* How to complete this task *
Using the records below, write out again exactly the lines that begin at the line containing "Query: car windshield" and end at the line containing "Query: red and white bollard", and no other lines.

* Information provided *
★ ★ ★ ★ ★

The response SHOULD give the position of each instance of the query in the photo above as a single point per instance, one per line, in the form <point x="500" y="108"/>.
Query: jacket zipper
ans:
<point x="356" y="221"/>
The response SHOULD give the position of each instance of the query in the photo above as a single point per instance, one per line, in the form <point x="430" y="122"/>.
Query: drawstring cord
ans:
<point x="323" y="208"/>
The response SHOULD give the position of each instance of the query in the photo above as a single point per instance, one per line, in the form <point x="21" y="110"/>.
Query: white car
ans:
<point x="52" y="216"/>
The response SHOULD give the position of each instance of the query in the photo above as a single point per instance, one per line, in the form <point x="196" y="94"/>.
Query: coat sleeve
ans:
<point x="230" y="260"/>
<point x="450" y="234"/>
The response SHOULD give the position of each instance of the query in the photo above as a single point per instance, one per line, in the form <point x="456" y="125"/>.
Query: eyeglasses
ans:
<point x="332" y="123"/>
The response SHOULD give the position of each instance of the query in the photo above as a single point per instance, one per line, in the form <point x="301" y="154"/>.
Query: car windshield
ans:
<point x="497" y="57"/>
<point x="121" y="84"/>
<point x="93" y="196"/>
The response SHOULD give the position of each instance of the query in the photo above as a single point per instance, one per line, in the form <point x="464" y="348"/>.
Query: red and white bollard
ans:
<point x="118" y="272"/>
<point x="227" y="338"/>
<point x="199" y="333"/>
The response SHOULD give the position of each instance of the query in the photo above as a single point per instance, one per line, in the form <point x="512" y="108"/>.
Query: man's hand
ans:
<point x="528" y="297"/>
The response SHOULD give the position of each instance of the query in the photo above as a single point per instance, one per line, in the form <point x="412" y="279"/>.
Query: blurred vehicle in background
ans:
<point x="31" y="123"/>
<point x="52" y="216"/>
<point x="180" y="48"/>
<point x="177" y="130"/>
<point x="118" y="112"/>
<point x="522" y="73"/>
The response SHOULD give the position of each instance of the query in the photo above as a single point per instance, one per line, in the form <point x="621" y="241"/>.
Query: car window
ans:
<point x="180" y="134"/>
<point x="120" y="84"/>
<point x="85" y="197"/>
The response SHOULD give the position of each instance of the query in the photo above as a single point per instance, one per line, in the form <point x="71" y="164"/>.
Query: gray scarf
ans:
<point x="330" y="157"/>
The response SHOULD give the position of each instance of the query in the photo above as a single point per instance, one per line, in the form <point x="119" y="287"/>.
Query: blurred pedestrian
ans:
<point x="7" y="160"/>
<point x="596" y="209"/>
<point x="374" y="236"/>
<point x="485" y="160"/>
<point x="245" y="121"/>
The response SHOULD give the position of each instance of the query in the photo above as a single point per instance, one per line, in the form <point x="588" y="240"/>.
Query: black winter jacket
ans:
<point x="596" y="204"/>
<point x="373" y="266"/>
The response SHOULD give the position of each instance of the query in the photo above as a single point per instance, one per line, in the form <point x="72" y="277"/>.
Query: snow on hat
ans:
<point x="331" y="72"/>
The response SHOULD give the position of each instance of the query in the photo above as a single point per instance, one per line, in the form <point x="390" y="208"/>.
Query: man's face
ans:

★ ★ ★ ★ ★

* Solved problem *
Query: car windshield
ans:
<point x="497" y="57"/>
<point x="121" y="84"/>
<point x="93" y="196"/>
The response SHOULD give the position of each instance of the query in the photo above as a single point per instance, one per line, in the form <point x="464" y="348"/>.
Query: red and white bollard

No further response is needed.